(Working data begins)

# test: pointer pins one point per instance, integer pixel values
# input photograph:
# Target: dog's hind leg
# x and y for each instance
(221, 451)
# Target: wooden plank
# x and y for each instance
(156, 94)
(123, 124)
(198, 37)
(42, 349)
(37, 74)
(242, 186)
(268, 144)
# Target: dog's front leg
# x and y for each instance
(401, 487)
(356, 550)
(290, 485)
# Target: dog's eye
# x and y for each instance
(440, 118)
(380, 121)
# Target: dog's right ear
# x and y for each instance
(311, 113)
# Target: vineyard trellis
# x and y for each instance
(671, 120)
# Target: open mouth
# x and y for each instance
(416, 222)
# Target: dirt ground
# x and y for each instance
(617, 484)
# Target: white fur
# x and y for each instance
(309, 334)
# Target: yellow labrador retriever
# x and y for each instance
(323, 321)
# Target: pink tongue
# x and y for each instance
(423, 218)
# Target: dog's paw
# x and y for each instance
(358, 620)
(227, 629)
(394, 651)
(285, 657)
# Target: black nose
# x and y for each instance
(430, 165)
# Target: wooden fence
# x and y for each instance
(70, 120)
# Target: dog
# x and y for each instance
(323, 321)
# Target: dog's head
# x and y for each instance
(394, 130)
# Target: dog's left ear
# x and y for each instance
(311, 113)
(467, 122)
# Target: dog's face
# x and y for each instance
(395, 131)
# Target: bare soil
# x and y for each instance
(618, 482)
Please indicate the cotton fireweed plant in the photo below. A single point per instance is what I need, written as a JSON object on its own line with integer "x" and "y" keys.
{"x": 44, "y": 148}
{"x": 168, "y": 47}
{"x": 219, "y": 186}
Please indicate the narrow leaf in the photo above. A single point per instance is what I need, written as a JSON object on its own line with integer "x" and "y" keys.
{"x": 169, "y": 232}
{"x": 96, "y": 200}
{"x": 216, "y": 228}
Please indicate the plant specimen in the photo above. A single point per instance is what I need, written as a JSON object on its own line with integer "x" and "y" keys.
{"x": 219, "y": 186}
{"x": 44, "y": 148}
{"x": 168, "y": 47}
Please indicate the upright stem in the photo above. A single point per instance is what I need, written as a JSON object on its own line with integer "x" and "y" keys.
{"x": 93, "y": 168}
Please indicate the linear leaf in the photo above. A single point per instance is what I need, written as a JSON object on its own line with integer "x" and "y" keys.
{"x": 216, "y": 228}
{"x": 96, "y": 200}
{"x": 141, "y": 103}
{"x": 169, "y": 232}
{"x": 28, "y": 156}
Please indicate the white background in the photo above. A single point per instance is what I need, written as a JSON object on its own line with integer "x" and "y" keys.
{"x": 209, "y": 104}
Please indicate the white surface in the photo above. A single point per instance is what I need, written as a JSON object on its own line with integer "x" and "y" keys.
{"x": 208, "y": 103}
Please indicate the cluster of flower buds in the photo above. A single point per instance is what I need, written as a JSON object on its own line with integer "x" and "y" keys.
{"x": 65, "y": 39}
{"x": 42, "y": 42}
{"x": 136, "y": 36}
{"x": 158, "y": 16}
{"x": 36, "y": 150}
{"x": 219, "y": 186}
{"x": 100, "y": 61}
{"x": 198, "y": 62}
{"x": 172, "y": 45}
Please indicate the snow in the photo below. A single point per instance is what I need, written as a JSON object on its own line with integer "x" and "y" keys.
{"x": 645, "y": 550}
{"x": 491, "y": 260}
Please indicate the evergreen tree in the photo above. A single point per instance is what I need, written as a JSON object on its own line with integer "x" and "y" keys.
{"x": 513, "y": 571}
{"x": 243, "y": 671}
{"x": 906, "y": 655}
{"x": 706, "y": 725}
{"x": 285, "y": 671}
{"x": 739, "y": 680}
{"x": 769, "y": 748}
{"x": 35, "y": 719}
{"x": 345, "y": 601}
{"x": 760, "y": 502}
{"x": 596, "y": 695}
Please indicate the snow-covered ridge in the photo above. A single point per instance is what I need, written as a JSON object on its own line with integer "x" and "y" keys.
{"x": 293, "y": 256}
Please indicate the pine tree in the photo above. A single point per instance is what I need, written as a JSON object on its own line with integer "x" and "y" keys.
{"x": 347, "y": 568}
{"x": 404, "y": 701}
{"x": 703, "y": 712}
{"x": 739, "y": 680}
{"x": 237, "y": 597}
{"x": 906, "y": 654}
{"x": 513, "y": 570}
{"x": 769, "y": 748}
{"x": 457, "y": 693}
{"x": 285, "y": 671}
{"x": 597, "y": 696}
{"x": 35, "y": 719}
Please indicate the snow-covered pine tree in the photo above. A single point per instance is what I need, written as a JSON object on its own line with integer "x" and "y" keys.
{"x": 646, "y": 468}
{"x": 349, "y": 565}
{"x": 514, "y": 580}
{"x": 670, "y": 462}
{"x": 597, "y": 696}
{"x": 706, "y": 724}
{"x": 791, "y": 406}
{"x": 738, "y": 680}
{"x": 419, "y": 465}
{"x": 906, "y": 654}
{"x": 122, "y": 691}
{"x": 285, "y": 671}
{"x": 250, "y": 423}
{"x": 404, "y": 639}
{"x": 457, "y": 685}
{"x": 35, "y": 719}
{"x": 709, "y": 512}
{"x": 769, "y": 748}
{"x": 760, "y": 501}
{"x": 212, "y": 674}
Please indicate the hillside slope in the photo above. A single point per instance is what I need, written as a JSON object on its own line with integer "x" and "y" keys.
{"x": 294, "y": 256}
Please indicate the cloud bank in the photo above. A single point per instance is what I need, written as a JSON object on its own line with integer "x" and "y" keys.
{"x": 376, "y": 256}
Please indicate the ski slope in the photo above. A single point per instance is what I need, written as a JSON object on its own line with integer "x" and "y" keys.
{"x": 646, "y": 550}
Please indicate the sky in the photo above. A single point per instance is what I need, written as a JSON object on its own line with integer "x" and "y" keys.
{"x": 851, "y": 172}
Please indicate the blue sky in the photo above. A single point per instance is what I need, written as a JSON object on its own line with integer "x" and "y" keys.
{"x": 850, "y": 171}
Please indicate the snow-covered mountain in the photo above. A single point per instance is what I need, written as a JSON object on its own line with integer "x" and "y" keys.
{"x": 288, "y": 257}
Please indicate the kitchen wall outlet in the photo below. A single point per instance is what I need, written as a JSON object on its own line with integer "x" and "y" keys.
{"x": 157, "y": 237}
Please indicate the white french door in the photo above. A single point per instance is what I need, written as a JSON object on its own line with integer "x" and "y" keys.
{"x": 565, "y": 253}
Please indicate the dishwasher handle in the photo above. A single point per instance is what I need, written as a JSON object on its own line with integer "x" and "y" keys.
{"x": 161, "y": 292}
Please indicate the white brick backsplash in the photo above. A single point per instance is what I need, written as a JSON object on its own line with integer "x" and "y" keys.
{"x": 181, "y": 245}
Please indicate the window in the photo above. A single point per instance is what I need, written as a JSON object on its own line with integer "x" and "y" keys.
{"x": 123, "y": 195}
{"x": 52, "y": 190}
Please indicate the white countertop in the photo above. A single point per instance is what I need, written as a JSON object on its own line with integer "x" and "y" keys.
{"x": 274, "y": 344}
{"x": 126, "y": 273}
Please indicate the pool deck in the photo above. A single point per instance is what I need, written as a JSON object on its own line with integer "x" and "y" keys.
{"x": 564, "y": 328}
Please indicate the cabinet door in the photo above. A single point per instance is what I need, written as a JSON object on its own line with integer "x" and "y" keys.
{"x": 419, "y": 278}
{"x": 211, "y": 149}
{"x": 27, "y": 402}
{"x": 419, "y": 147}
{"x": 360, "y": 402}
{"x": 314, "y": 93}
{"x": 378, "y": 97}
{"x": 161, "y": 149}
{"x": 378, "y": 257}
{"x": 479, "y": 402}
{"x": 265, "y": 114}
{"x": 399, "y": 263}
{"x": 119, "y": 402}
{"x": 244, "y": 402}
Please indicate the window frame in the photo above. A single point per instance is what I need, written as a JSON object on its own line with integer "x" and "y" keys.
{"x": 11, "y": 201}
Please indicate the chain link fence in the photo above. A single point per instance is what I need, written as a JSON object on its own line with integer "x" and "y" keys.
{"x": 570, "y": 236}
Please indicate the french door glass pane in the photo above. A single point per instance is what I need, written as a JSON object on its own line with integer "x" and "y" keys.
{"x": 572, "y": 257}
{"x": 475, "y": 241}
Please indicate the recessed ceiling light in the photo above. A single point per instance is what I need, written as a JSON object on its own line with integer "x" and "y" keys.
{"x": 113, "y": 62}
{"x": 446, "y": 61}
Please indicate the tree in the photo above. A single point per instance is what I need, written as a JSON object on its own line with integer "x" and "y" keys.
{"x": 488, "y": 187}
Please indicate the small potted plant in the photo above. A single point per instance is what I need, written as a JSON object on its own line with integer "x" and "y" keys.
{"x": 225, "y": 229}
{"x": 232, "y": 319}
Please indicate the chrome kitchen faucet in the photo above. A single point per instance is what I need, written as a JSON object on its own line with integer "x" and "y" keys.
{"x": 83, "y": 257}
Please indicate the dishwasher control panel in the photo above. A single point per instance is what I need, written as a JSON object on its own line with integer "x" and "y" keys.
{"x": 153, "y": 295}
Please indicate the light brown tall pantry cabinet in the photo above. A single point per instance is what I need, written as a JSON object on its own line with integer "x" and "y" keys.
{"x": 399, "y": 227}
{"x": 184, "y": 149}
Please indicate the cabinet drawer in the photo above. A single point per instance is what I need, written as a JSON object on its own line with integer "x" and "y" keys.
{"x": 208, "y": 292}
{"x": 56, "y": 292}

(Working data ends)

▶ Aim of the task
Wherever the word "wooden" appears in the records above, copy that line.

▶ Answer to this exercise
# Target: wooden plank
# Target: wooden fence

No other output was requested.